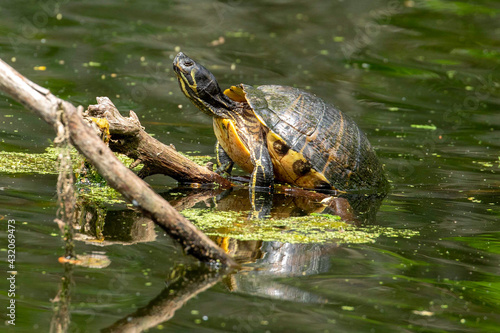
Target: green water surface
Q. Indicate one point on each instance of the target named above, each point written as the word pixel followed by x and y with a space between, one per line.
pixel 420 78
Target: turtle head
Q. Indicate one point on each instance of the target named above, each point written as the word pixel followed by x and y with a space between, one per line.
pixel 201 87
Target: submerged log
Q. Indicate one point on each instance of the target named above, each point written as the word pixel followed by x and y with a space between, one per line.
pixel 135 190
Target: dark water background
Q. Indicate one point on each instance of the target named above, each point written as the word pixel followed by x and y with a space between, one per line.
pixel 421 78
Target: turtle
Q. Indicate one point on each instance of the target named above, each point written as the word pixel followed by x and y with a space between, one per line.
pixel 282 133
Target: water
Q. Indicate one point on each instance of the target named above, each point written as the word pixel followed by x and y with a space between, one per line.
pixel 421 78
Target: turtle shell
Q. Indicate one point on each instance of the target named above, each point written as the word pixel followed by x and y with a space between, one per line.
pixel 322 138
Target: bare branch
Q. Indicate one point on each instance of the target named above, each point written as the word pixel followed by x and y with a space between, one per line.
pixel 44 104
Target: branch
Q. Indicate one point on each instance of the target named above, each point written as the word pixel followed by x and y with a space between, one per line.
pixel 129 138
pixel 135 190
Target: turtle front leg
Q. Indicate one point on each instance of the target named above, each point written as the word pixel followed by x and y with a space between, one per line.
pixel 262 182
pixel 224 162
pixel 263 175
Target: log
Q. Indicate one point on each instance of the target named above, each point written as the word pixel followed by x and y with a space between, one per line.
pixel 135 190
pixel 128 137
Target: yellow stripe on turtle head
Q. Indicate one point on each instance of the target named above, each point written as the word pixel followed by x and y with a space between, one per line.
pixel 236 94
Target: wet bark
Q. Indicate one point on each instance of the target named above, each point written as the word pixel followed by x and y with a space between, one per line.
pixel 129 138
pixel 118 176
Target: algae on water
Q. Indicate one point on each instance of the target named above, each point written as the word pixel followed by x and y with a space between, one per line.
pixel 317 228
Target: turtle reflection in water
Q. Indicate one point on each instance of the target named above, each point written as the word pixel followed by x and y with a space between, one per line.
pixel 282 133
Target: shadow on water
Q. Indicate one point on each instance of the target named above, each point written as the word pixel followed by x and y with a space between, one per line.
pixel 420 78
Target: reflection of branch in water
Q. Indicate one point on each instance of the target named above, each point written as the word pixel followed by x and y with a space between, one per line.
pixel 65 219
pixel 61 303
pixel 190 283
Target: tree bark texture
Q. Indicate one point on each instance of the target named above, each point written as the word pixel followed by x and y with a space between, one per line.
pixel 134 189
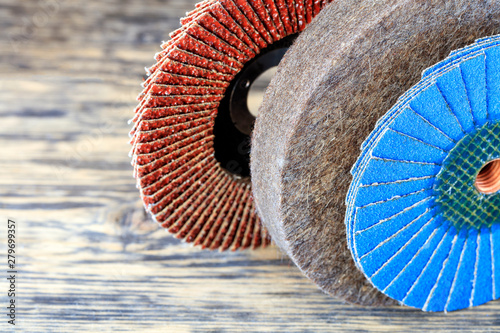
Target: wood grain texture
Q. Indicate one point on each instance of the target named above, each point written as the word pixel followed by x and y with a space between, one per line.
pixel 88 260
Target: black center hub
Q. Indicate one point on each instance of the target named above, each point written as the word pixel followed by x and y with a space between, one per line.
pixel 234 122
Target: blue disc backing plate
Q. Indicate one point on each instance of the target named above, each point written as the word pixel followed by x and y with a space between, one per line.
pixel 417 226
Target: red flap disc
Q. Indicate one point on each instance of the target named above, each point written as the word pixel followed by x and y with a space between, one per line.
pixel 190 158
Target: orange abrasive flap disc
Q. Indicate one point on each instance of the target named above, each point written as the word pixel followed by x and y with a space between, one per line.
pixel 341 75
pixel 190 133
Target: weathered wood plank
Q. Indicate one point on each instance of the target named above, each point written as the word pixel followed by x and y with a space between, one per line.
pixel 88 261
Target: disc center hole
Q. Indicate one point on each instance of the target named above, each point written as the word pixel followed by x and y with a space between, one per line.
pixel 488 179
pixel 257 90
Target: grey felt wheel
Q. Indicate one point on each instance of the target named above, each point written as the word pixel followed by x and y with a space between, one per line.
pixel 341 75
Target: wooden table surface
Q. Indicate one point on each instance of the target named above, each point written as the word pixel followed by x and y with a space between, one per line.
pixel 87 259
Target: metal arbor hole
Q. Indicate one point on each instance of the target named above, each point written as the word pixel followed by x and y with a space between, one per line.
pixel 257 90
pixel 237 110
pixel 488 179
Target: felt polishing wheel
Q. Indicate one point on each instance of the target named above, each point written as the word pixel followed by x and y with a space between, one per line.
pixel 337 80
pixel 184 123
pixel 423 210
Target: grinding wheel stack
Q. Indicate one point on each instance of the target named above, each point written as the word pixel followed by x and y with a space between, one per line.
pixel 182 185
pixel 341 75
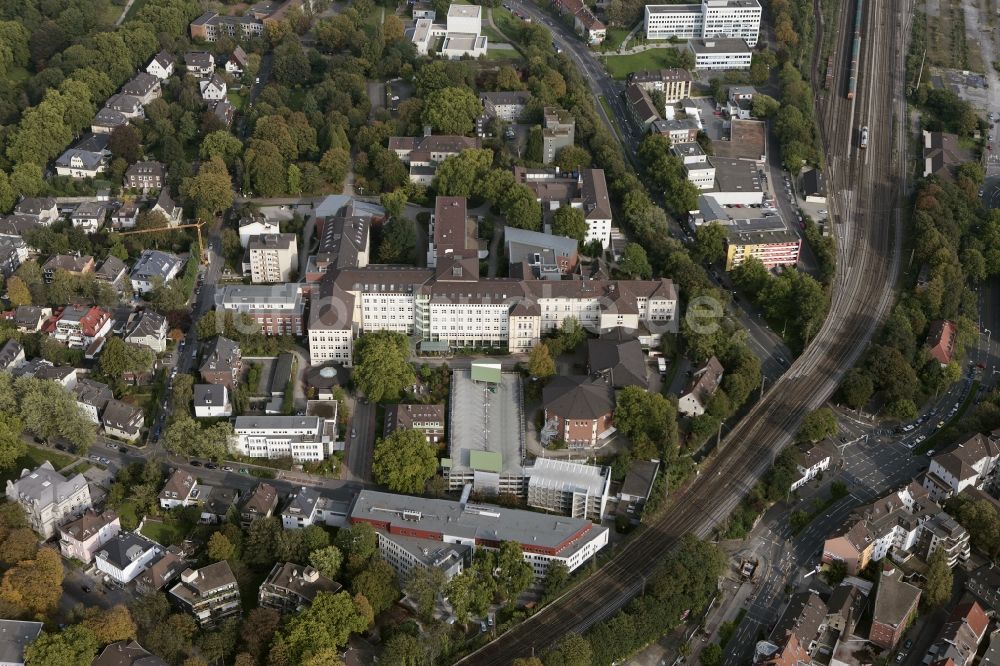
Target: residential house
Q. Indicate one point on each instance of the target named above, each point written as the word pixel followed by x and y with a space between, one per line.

[Task brief] Among the entries above, the line containing "Target: log", the line containing "Target: yellow stripe on turtle head", and all lines between them are to be restated word for word; nothing else belongs in the reply.

[Exercise output]
Target: log
Q. Indicate one point on each instance of the target named above, each point written as the word pixel followed by x and y with a space between, one per line.
pixel 135 190
pixel 128 137
Target: yellow stripe on turtle head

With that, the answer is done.